··· Selected text ···

I had a dark night of the soul last night, thinking about what Plotkin's article said about women in their 40s who develop breast cancer. I had to keep reminding myself that he wrote that in 1996 before we had Taxol. Even that didn't help. I could not fight my fear with reason. It's been several months since I even entertained the notion that I could die from breast cancer. Last night, for a few minutes, I not only entertained the idea, I was convinced that Rick would be a widower before age 50. Then, a song that I used to sing came to me, "O rest in the Lord, wait patiently for him." It's based on Psalm 37, which contains this verse "The LORD knoweth the days of the upright: and their inheritance shall be forever." (v. 18) My days are truly in his hand, and I also prayed these verses from Isaiah 35: 3-4: "Strengthen ye the weak hands, and confirm the feeble knees. Say to them that are of a fearful heart, Be strong, fear not: behold, your God will come with vengeance, even God with a recompence; he will come and save you." I cannot tell you the peace that came over me instantly and I fell almost immediately into a deep sleep and did not wake up until morning. I got up this morning more determined than ever to beat this disease.

The nystatin swish the doctor prescribed is helping. I had some fruit, a slice of pizza, and a small serving of sherbet last night while we watched Jerry Lewis/Dean Martin movie. The taste in my mouth is still bad, but not nearly as bad as it was Friday. I hope my breath has improved, but I doubt it. The cats seem overly interested in sniffing my mouth. I worked up the energy to shower and dress today, something I never did yesterday. I weighed myself and found that I've lost 4 pounds since Friday. I'm sure it's because I didn't drink much at all yesterday. I'm forcing water today, even though it tastes like something that came out of a swamp. The big problem today is cramping in my calves, hamstrings, and back, plus a steady, sharp pain in the area where I think my gall bladder lives. I took a muscle relaxant and am hoping it kicks in soon. Right now, I have to do some oral care and finish it up with the swish.

Cancer and Pain - a general overview of how pain should be handled.
posted by Karen Weber Sunday, August 20, 2000

Monday, August 21, 2000

The Nystatin is continuing to work, although it's too slow for my taste. Yesterday I had some pain in my abdomen, I thought it was gall bladder but my mother tells me it was in the wrong place. We wondered if it might be an ulcer. Some people get abdominal pain from the nystatin. I don't know what it was, but it's gone today. Yesterday I also had muscle cramps in my calves and hamstrings, plus some intermittent spasms in my right pec and traps. My massage therapist is coming today, and it can't be too soon! Today, I'm just tired, dizzy, and have pain in my low back and pelvis from the Neupogen, but as I told Rick last night after I finished my whining about all my aches and pains, my toes feel great!
posted by Karen Weber Monday, August 21, 2000

Tuesday, August 22, 2000

Well, proof that chemo kills brain cells: I have a vague feeling that my massage therapist may have said something about changing the day she was coming this week, but I cannot remember anything definite. She didn't show up yesterday, so I figure my vague feeling is based on reality. I just wish I could remember something about what she told me. To make it worse, it seems that chemo is also killing Rick's brain cells because he doesn't remember either. This chemo is some pretty strong stuff! My mom says she is losing her hair, and my cats seem to be sleeping all the time - oh, wait, that second one is normal. Well, anyway, I think it's fair to say that doing chemo has been hard on everyone involved. I sure am glad to be halfway done.

··· Data ···

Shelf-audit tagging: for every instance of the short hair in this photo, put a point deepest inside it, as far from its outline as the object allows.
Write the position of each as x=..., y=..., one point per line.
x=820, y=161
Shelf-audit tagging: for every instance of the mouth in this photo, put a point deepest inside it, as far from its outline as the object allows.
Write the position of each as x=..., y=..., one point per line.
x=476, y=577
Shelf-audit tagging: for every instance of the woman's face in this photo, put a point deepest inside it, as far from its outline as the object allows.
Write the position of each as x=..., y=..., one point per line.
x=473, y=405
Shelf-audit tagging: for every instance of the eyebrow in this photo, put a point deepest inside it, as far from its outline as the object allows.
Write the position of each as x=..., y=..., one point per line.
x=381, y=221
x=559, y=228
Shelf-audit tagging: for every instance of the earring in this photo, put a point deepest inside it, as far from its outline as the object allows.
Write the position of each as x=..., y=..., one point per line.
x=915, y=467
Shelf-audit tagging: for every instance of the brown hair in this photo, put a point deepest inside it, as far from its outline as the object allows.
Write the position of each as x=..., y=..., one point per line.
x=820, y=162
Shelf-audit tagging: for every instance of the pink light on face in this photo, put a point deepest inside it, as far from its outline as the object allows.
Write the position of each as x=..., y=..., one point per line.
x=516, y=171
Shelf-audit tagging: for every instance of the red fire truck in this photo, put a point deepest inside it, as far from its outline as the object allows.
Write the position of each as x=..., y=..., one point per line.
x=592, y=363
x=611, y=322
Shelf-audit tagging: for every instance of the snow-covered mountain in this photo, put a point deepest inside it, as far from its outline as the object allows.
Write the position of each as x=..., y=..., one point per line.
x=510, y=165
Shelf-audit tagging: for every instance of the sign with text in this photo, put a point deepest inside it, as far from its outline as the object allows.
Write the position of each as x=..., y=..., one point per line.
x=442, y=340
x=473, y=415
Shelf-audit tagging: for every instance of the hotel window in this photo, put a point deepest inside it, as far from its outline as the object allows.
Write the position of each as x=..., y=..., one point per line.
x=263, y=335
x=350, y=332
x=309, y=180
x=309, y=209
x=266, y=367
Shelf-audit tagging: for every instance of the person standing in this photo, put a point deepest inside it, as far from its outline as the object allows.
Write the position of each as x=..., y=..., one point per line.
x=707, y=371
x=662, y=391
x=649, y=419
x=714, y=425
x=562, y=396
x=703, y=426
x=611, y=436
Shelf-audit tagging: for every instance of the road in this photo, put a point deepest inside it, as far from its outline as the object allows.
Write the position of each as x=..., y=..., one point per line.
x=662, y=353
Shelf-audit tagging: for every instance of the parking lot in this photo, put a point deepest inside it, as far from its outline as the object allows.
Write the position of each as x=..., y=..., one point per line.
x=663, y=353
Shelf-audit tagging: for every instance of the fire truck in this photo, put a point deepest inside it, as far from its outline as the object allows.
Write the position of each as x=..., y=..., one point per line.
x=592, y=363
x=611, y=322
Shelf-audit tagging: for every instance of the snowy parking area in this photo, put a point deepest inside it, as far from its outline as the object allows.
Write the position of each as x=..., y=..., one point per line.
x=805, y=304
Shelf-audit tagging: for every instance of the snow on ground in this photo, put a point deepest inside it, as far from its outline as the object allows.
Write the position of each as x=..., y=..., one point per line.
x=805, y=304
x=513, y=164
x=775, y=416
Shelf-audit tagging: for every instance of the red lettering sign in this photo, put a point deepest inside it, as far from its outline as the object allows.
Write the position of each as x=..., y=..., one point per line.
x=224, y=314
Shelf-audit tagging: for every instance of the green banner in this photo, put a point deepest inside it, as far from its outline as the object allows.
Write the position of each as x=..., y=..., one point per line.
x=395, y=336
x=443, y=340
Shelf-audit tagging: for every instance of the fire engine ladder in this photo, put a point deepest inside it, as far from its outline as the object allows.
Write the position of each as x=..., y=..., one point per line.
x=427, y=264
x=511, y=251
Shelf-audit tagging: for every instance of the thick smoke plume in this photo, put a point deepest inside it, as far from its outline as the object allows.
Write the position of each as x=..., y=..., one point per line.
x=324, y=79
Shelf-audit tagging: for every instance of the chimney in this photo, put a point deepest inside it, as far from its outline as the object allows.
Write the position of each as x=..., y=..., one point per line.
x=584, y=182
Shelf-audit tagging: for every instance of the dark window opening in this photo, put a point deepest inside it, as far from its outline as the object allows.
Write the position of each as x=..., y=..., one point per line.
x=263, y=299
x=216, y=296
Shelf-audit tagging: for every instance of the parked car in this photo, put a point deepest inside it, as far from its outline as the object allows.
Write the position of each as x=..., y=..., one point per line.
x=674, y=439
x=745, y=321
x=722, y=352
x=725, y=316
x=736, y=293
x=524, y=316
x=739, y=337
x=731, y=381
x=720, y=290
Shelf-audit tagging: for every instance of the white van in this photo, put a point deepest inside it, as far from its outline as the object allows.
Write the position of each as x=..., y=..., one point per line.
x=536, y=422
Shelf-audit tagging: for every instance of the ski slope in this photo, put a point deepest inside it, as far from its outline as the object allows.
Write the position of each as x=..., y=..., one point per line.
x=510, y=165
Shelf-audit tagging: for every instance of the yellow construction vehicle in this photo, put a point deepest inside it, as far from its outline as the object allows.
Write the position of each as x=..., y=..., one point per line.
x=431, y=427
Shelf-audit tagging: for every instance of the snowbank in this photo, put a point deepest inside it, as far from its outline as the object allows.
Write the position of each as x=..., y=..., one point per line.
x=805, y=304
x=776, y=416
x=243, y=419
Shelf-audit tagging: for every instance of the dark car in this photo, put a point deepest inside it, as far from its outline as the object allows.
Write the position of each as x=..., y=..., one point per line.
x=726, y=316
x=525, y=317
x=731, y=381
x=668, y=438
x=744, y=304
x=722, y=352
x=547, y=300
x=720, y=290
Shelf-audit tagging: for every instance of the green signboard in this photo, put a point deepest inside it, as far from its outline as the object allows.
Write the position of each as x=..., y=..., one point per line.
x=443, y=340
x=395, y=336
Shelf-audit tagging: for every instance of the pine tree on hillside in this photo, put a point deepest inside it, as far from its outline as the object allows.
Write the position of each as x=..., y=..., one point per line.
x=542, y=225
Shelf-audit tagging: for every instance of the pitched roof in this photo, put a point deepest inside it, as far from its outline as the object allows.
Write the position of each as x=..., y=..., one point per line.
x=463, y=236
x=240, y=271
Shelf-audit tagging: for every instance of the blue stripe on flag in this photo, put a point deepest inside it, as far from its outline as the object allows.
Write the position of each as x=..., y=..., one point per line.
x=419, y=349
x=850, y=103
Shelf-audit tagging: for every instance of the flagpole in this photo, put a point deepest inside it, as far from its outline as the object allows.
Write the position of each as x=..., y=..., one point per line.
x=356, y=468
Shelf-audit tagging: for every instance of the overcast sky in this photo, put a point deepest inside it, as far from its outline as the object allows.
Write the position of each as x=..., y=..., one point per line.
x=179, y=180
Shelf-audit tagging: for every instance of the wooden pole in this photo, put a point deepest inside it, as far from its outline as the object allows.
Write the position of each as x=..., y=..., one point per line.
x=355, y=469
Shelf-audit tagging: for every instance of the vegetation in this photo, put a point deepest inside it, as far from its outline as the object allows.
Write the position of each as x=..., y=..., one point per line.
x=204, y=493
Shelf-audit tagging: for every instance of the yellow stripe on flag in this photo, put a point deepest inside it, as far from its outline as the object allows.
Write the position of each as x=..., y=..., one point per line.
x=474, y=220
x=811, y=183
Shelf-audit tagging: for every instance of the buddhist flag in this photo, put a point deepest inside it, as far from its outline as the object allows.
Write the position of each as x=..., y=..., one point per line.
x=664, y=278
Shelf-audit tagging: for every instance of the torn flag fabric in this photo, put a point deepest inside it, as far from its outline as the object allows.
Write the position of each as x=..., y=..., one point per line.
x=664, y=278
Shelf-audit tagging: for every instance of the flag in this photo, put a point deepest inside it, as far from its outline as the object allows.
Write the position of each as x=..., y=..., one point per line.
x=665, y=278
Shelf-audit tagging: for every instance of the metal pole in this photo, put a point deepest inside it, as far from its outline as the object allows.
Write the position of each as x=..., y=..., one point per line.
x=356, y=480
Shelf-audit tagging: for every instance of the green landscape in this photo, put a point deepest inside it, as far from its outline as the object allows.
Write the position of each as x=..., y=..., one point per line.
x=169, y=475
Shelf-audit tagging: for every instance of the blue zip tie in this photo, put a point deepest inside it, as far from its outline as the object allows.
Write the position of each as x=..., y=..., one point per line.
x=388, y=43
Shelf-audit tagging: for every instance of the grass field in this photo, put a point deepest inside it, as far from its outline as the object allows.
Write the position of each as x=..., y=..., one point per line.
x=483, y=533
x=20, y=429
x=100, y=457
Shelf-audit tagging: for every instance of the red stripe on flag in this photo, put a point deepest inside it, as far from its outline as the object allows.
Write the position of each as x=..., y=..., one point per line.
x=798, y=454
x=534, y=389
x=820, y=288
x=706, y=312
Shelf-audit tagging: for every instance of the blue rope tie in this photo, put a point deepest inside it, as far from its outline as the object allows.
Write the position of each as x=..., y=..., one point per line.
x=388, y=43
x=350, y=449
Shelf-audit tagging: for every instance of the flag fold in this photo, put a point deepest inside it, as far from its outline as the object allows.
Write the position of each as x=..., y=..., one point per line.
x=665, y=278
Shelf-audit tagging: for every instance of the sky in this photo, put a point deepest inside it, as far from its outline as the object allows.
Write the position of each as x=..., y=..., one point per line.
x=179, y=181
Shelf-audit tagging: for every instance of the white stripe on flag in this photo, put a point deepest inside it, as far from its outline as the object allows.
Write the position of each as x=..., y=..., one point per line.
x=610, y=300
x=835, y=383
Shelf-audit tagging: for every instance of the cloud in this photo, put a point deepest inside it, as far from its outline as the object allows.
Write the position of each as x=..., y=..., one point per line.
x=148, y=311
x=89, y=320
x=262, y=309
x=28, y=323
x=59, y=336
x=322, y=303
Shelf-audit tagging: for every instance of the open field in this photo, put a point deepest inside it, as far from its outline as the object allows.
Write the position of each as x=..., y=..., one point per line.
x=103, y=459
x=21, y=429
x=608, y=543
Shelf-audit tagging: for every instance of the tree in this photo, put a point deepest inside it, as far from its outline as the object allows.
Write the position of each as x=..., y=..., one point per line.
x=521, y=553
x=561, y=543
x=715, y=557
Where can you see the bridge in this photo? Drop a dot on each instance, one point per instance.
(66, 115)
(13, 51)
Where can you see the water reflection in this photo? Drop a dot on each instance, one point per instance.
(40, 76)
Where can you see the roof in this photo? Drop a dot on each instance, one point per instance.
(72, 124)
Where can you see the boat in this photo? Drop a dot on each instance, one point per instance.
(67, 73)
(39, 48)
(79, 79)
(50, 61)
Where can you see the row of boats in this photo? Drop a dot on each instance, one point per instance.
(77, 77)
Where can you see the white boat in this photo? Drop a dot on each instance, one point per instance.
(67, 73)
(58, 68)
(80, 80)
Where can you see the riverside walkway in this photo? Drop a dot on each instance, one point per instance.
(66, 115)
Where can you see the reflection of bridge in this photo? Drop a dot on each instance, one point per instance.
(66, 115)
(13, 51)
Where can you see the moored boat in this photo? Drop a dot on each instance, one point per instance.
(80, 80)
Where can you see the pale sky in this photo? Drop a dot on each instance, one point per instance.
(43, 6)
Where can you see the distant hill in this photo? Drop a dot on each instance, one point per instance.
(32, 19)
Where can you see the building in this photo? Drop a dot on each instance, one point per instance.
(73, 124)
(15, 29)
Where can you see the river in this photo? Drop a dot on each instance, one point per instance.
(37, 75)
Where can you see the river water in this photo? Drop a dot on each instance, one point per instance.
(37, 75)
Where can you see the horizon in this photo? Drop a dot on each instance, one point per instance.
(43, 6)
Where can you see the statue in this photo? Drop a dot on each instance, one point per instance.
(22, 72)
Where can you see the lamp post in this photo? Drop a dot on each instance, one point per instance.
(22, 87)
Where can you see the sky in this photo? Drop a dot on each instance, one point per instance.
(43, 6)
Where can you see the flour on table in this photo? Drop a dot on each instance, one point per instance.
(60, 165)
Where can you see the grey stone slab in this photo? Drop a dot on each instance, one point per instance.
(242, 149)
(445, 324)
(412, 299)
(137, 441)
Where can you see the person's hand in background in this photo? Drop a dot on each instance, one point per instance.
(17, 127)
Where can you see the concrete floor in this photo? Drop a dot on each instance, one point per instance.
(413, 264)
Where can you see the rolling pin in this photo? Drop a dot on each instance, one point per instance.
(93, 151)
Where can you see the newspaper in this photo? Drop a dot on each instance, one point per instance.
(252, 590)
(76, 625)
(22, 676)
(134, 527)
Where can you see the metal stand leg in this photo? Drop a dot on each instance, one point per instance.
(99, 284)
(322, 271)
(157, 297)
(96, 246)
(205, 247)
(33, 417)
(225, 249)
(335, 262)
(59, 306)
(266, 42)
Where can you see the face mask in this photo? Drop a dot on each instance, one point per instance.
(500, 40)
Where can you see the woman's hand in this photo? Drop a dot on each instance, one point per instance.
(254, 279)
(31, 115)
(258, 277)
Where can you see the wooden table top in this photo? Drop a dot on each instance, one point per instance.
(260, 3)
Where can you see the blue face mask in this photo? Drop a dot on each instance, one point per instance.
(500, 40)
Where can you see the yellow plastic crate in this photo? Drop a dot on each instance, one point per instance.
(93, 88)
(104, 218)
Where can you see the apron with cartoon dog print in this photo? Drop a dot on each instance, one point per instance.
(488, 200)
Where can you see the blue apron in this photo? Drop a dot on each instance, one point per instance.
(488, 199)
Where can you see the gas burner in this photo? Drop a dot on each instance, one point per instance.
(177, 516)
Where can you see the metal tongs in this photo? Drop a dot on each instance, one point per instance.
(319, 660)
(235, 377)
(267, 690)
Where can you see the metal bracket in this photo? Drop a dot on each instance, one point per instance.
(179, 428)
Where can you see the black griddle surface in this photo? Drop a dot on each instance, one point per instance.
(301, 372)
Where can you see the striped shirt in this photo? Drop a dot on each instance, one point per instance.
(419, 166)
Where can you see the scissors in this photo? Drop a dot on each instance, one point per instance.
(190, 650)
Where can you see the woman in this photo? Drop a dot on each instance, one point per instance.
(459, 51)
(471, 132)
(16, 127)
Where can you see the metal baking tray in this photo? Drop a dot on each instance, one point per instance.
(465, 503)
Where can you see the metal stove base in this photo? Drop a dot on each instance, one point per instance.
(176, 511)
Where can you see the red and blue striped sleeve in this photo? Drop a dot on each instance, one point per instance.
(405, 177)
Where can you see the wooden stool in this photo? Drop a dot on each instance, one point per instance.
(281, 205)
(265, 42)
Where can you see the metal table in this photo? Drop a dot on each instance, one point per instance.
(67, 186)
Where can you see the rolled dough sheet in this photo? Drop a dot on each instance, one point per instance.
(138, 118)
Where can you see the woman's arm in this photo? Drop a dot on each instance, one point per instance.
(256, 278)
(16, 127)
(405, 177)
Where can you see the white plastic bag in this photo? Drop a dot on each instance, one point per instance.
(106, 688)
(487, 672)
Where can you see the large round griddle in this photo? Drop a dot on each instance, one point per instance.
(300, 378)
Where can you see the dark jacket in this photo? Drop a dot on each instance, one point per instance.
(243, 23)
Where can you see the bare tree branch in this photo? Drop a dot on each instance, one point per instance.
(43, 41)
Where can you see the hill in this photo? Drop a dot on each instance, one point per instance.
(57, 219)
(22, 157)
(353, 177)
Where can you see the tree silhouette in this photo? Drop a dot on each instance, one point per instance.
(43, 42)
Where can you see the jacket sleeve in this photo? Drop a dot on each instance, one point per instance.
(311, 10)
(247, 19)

···

▸ **What you should do**: Pick up the chemo diary right after its last sentence and keep writing it.

▸ **Response box**:
Last evening, I started getting a really bad headache. I was hoping the bellergal I take for hot flashes would kill it, but it survived the night and got up with me this morning. I would say from the quantity of green/yellow snot I blew out of my nose this morning that it's a sinus headache. I have the OK to take sudafed and naprosyn, my sinus cocktail of choice, so I'm hoping that will kill it. My mouth is slowly, slowly getting better, but it still tastes quite a bit like a swamp in there and now with the postnasal drip going, my stomach is not very happy again. I took my 4th neupogen shot of this cycle last night, so theoretically I should be abounding in white blood cells out looking for infections to fight with. It just doesn't seem to be working that way.

On top of this, my employee (who is a college student) will be cutting back her hours next week. She has been such a big help to me this summer, picking up a lot of my work so that I would have time to rest and do soul nurturing things. I knew this was coming, but it is still causing me a bit of panic. Not having started the Taxol yet, I don't know what to expect and how I'm going to handle it. The good news is that she isn't cutting her hours back near as drastically as I feared she might. I really wish one of my cats would pick up a computer skill other than Barfing on Keyboards 101.

Well, I've had my little pity party now. Soon the sudafed and naprosyn should kick in and kill this headache. Then I'll be ready to do something other than lie here, rubbing my head and worrying. Soon, soon....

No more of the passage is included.